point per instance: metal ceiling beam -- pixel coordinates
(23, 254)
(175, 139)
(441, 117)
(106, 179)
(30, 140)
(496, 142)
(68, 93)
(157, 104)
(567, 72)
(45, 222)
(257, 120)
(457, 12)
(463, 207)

- [YOUR TASK]
Arrange the records above as a two-column CSV with the headers "request" and "answer", giving one row per record. Put each field in quotes and turn any line breaks inside a field into spaces.

- [SOLUTION FOR THIS PROBLEM]
request,answer
"point per instance: metal ceiling beam -- pixel coordinates","(23, 254) (175, 139) (441, 117) (106, 179) (30, 140) (496, 142) (68, 93) (157, 104) (567, 72) (45, 222) (257, 120) (457, 12) (463, 207)"